• **ABOUT THIS EXERCISE**: Every record must appear in your copy exactly as written, with no pictures.

• **PROVIDED RECORDS**:
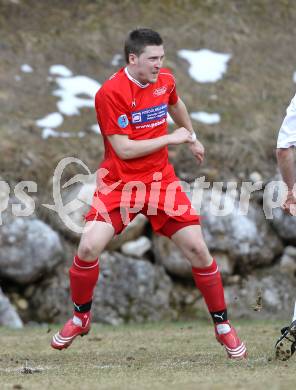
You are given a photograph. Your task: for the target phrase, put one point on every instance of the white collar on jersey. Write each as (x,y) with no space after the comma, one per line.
(134,80)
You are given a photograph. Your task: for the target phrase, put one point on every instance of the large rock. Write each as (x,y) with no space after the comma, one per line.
(29,248)
(8,315)
(128,291)
(274,196)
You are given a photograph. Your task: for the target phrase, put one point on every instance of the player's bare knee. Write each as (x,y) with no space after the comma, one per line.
(199,254)
(88,251)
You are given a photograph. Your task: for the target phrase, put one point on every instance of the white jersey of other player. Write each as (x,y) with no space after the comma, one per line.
(287,132)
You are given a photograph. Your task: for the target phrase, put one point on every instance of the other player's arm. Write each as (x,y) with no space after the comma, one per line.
(285,155)
(181,117)
(286,164)
(127,149)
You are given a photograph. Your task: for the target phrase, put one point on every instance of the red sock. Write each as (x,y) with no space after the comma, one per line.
(208,281)
(83,279)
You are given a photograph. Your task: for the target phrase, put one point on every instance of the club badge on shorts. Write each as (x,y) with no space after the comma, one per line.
(122,121)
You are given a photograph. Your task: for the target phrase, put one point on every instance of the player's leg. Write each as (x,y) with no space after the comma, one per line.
(84,274)
(190,241)
(286,344)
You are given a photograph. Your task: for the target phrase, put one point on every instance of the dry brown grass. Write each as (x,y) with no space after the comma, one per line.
(160,356)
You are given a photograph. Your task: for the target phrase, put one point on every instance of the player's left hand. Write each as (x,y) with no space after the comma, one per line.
(197,150)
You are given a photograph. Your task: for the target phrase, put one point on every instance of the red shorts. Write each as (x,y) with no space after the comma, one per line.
(164,203)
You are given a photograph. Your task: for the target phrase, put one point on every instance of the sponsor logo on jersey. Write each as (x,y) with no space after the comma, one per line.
(136,117)
(150,114)
(160,91)
(122,121)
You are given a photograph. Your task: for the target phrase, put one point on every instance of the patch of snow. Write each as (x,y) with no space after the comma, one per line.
(60,70)
(53,120)
(69,91)
(205,117)
(26,68)
(116,60)
(47,133)
(206,66)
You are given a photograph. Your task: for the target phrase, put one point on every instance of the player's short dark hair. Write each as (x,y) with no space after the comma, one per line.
(138,39)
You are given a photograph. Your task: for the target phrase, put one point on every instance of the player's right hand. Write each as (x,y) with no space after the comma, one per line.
(289,206)
(180,136)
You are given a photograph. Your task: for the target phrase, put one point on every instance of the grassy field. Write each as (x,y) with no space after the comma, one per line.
(152,356)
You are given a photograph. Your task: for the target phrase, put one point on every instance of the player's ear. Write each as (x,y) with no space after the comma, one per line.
(133,59)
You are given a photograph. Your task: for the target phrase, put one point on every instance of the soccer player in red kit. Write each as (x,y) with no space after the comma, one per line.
(132,108)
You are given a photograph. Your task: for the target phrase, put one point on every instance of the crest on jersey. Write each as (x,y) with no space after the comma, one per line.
(122,121)
(160,91)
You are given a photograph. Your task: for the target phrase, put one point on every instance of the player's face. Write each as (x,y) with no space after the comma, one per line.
(148,64)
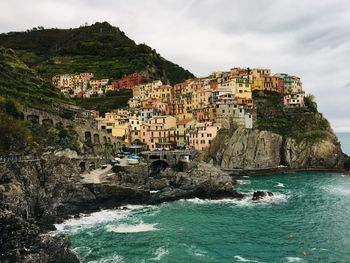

• **SOLUTION BELOW**:
You are given a photograph. Your task: for the target phrase, put one point on every instance of the white collar on jersey. Write each as (x,y) with no space after the comma, one per line.
(134,80)
You are given a photograph. Your task: for the target phrase, put one point on every instance of the large rock. Write each as (x,y) with no space after the comma, one per line.
(29,248)
(8,315)
(128,291)
(274,196)
You are given a photograph. Your task: for the target phrase, put one point on every instance of the player's bare knee. Write each as (x,y) with no space after the comma, one per line.
(199,254)
(88,251)
You are given a photograph. Your task: for the target phrase, put one point on every instance of the white jersey of other player. Write each as (x,y) with no space after the comma, one per line.
(287,132)
You are given a photograph. Your task: for the target phrase, put one point on every instance of the other player's arm. Write each as (x,y) with no space after the comma, one per line.
(285,155)
(181,117)
(286,164)
(127,149)
You are given a photograph. Your task: for the target phrase, put one point on every instance of the red sock. Write each as (x,y) with no space after the comma, one per line.
(208,281)
(83,279)
You are given a photograph. Your task: for the target phrase, put one point on every instance of the club badge on shorts. Write each as (x,y) with no space after the comma, one per line.
(122,121)
You are given a photograph. Your task: for the target phrase, put one point on every instance of the player's leg. Write each as (x,y) with no space after the comma, one per line.
(84,274)
(190,241)
(286,344)
You are given a photograph. Your task: for the target phrase, put one point on every instance of the dry brown grass. Write each as (x,y) with no space after the comma, one per line.
(160,356)
You are given a photograph. Your task: for the target phrase, put one point on every instance of the player's left hand. Write each as (x,y) with no space after the comma, one per line.
(197,150)
You are given a photograph. Your task: for the target phrase, put one point on every instance of the red shorts. Write each as (x,y) with no space after the comma, one per line.
(164,203)
You are given a photograph. Your task: for the target phrase, put one point on every instance of the sponsor logo on jersey. Write each as (x,y) with no space after the comma, one per line.
(136,117)
(150,114)
(160,91)
(122,121)
You are given a photograph. Your task: for the target phrase, put one point on every instance of the patch of snow. Write each as (x,y) with no space after the comma, one per line.
(60,70)
(53,120)
(69,91)
(205,117)
(26,68)
(116,60)
(47,133)
(206,66)
You are given a photograph. Your task: for the target phrase, put one point on every instance of the player's short dark hair. Write each as (x,y) with no space after the comma, one per line.
(138,39)
You are given a photograph. Your task: for the target phrase, put one point on every instance of the player's right hand. Write each as (x,y) with no space after the comma, one per line.
(289,206)
(180,136)
You are given a photograph. Your task: for the target phrase, put one point on every instance of the grassy field. Write each as (x,y) with no space after the comma, one per line.
(152,356)
You are given a photograph. Your task: for the target phrase, put one point on every instance of the player's ear. Write each as (x,y) with no space after the comma, one per line.
(133,59)
You are given a photograph. Your task: for the target phrase, put one point on every instance of the soccer player in red kit. Write each as (x,y) with no space after the comma, one per line.
(132,108)
You are given a photograph. Your task: for the target phrase, put one point on every instance of the crest on jersey. Write each as (x,y) with no space after the comma, one per line.
(122,121)
(160,91)
You are given a photograph. Your task: for the target phrase, put one point on every instance of the player's face. Write each as (x,y) with no space after the comma, one per line.
(148,64)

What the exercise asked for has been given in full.